- Énoncé
Dans l'entretien sur la compilation Sky Girl, de quel genre de voyage l'album serait-il la bande originale parfaite selon DJ ?

J : Je pense que ça s’est fait un peu tout seul, on recherchait un type de son, et dans tout ce qu’on aimait, il y avait une sensibilité, du romantisme, même si c’est pas vraiment le terme exact. Quelque chose qui vient du cœur.
DJ : C’est juste de superbes petites chansons, qu’on pourrait difficilement classer en disant : "Ça c’est de la new wave, ça c’est de la bossa." Ce sont des morceaux qui sont dans le flou artistiquement mais qui sont vraiment attachants, intemporels, et qui prennent le dessus sur l’aspect vintage ou rare.
J : On ne s’est pas dit on va mettre ce morceau parce qu’il est rare, ou cher. Après on a cherché à mettre des choses que les gens ne connaitraient pas, mais il fallait quelque chose qui touche, avec un critère d’accessibilité.
DJ : C’était aussi des morceaux qu’on avait depuis longtemps de côté, qu’on adorait vraiment et qui ont mûri.
J : Il y a pas mal de morceaux que j’associe à des personnes.
DJ : Ce sont des choses très intimistes, presque susurrées par moments. C’est une manière hyper jolie et fragile de chanter. C’est pas des trucs très enlevés ou très orchestrés, ça repose sur pas grand-chose, mais il y a une petite magie qui s’opère. Ce serait pas mal d’arriver à mettre des mots dessus, mais c’est très personnel et ça fonctionne de manière presque magique.
J : Ca raconte un peu une histoire, un peu comme une mixtape que tu ferais adolescent, pour une meuf que t’aimes bien ou pour ton amoureuse. Il y a un côté comme ça, mes morceaux préférés où tu essayes de faire ressortir des choses qui te parlent vraiment.
C’est une compilation avec des artistes très différents, qui se transforme en album.
DJ : Ce que j’ai bien aimé, c’est que sur les quelques critiques qu’on a eues, tout le monde en parle comme d’un ensemble. Sky Girl, on en parle presque comme d'un personnage et c’est une des meilleures critiques ou lectures que l’on puisse en faire. C’est une seule et même histoire et les correspondances entre les morceaux sont essentielles dans la lecture de l’ensemble. S’il n’y avait pas eu de dialogues entre les morceaux de l’album, ça aurait été plus délicat.
Ça vous évoque quelque chose d’un point de vue visuel, cinématographique ?
DJ : Ah oui, pour moi c’est la BO parfaite pour un road trip, j’adore ce rapport entre la musique et l’image, et je pense qu’il y a pas mal de morceaux qui laissent une grande part à l’imagination. Scott Seskind, c’est un morceau avec sa copine.
J : C’est vrai que le texte de ce morceau est un truc hyper ressenti alors que quand tu l’écoutes, tu vas trouver le morceau très joli, mais peux être passé à côté du sens des paroles où il parle à un ami.

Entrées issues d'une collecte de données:
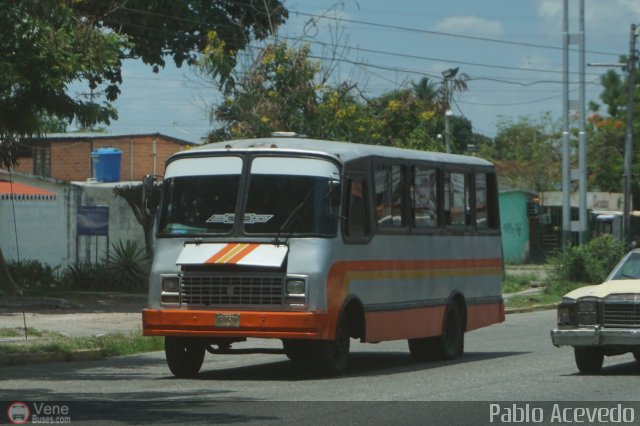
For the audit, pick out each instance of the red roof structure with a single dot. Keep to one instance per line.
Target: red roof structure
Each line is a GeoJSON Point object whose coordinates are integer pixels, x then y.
{"type": "Point", "coordinates": [20, 191]}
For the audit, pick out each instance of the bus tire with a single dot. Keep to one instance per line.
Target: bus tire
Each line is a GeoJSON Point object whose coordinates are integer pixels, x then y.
{"type": "Point", "coordinates": [588, 359]}
{"type": "Point", "coordinates": [332, 356]}
{"type": "Point", "coordinates": [184, 355]}
{"type": "Point", "coordinates": [450, 345]}
{"type": "Point", "coordinates": [298, 351]}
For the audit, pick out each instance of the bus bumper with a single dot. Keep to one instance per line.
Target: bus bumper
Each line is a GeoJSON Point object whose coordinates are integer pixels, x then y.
{"type": "Point", "coordinates": [201, 323]}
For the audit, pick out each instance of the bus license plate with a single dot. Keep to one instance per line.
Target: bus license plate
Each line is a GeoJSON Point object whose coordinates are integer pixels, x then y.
{"type": "Point", "coordinates": [227, 320]}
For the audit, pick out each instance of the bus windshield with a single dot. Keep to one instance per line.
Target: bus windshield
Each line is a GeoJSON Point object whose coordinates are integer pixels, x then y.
{"type": "Point", "coordinates": [284, 197]}
{"type": "Point", "coordinates": [287, 204]}
{"type": "Point", "coordinates": [199, 204]}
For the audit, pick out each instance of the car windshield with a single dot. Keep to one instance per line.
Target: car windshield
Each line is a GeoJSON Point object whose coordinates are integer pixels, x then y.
{"type": "Point", "coordinates": [628, 269]}
{"type": "Point", "coordinates": [284, 196]}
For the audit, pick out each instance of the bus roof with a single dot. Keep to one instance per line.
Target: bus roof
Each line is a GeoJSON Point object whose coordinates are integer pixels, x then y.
{"type": "Point", "coordinates": [341, 151]}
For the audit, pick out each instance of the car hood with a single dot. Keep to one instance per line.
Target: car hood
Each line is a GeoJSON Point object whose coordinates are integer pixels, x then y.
{"type": "Point", "coordinates": [606, 288]}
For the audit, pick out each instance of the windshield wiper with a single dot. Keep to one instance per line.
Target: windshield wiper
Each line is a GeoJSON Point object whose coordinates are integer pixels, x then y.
{"type": "Point", "coordinates": [293, 214]}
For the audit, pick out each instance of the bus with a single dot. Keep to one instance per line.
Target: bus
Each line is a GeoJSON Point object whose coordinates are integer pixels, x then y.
{"type": "Point", "coordinates": [318, 242]}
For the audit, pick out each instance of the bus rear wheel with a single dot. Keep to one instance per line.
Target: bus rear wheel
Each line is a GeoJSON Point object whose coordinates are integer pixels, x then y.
{"type": "Point", "coordinates": [332, 356]}
{"type": "Point", "coordinates": [184, 355]}
{"type": "Point", "coordinates": [447, 346]}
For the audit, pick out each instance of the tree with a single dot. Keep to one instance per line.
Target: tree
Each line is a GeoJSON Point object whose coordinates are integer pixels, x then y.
{"type": "Point", "coordinates": [606, 146]}
{"type": "Point", "coordinates": [47, 45]}
{"type": "Point", "coordinates": [527, 152]}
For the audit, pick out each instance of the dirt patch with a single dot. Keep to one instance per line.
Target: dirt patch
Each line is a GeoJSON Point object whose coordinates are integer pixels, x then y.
{"type": "Point", "coordinates": [75, 314]}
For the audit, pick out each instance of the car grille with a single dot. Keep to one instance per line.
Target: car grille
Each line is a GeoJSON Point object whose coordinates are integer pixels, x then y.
{"type": "Point", "coordinates": [232, 289]}
{"type": "Point", "coordinates": [621, 314]}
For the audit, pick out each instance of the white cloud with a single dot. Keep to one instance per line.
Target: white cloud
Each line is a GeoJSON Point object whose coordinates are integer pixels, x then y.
{"type": "Point", "coordinates": [470, 25]}
{"type": "Point", "coordinates": [609, 15]}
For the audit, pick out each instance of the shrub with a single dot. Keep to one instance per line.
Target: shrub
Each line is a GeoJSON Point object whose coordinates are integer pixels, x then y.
{"type": "Point", "coordinates": [34, 276]}
{"type": "Point", "coordinates": [589, 263]}
{"type": "Point", "coordinates": [85, 276]}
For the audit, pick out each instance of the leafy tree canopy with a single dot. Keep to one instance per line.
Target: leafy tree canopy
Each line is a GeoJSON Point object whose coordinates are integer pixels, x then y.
{"type": "Point", "coordinates": [285, 90]}
{"type": "Point", "coordinates": [47, 45]}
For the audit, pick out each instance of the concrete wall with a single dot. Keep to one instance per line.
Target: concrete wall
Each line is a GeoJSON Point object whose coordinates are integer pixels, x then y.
{"type": "Point", "coordinates": [46, 229]}
{"type": "Point", "coordinates": [141, 155]}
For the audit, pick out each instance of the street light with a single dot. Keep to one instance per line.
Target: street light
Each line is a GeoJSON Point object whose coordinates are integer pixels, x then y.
{"type": "Point", "coordinates": [447, 74]}
{"type": "Point", "coordinates": [630, 68]}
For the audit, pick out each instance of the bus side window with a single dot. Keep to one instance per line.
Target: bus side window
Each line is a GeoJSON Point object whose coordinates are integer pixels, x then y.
{"type": "Point", "coordinates": [357, 220]}
{"type": "Point", "coordinates": [424, 197]}
{"type": "Point", "coordinates": [456, 199]}
{"type": "Point", "coordinates": [389, 196]}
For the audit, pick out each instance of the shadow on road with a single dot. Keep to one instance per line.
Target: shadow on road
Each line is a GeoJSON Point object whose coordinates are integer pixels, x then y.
{"type": "Point", "coordinates": [360, 365]}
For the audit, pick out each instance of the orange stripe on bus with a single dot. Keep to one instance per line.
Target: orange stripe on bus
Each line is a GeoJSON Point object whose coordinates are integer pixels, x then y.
{"type": "Point", "coordinates": [226, 249]}
{"type": "Point", "coordinates": [243, 253]}
{"type": "Point", "coordinates": [341, 273]}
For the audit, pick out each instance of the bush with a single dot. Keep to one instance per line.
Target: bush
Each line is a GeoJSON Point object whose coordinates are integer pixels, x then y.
{"type": "Point", "coordinates": [33, 276]}
{"type": "Point", "coordinates": [127, 267]}
{"type": "Point", "coordinates": [589, 263]}
{"type": "Point", "coordinates": [85, 276]}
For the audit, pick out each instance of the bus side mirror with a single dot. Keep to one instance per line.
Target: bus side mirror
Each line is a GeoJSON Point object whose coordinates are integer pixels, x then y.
{"type": "Point", "coordinates": [148, 184]}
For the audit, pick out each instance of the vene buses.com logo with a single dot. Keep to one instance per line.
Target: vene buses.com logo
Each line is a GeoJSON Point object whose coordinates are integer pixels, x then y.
{"type": "Point", "coordinates": [18, 413]}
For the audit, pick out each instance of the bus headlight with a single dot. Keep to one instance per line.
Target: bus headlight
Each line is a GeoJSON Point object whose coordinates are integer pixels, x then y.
{"type": "Point", "coordinates": [296, 287]}
{"type": "Point", "coordinates": [171, 284]}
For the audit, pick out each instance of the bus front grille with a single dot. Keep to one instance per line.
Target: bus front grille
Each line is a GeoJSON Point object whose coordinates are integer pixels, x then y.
{"type": "Point", "coordinates": [621, 314]}
{"type": "Point", "coordinates": [232, 289]}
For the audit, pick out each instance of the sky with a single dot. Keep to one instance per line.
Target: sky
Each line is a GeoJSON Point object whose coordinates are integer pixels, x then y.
{"type": "Point", "coordinates": [511, 50]}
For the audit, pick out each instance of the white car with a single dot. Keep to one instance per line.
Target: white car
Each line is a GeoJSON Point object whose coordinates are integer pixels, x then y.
{"type": "Point", "coordinates": [602, 319]}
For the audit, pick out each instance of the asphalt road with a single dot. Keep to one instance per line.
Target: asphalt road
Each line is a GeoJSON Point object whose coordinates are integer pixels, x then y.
{"type": "Point", "coordinates": [511, 362]}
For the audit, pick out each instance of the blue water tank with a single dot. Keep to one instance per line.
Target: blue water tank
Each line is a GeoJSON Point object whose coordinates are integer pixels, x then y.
{"type": "Point", "coordinates": [106, 164]}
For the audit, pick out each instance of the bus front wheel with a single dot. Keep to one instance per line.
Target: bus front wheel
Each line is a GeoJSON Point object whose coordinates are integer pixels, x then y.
{"type": "Point", "coordinates": [332, 356]}
{"type": "Point", "coordinates": [298, 351]}
{"type": "Point", "coordinates": [588, 359]}
{"type": "Point", "coordinates": [184, 355]}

- Résultat
D'un road trip.